◆ **Exercise goal**: Your task is to copy the data exactly while leaving out every picture.

:: Task data ::

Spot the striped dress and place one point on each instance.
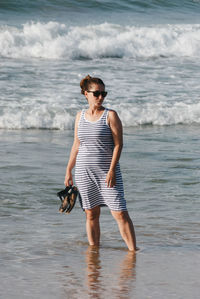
(92, 165)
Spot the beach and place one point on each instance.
(148, 56)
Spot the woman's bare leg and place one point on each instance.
(92, 225)
(126, 228)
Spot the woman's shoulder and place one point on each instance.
(112, 113)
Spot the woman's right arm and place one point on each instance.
(74, 151)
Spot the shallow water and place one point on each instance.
(45, 254)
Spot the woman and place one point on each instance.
(96, 151)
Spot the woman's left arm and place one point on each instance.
(117, 132)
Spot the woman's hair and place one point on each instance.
(88, 81)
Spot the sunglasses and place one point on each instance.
(97, 93)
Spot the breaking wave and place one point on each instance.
(53, 40)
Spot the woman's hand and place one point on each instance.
(68, 179)
(111, 179)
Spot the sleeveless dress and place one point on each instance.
(92, 165)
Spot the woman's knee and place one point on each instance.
(120, 215)
(93, 214)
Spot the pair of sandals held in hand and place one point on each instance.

:::

◆ **Response**:
Spot the striped dress and place one point on each instance.
(92, 165)
Spot the beach and place one point on each instance.
(148, 56)
Spot the woman's bare leg and place one point on each instance.
(92, 225)
(126, 228)
Spot the woman's shoulder and place one point on each instance.
(112, 113)
Spot the woman's right arm and place one point on each instance.
(74, 151)
Spot the shallow water and place one point on each instance.
(45, 254)
Spot the woman and place one point on each instance.
(96, 151)
Spot the woman's left arm and place one point on each instance.
(117, 132)
Spot the woman's hair and place one point on each instance.
(88, 81)
Spot the sunglasses and place one point on each instance.
(97, 93)
Spot the breaking wave and place one point on each instance.
(53, 40)
Spot the woman's hand and place one point on each instance.
(68, 179)
(111, 179)
Spot the sleeveless dress and place one point on each instance.
(92, 165)
Spot the woman's knee and place one point on each instance.
(120, 215)
(93, 214)
Spot the pair of sandals held in hand and place one point on each instance.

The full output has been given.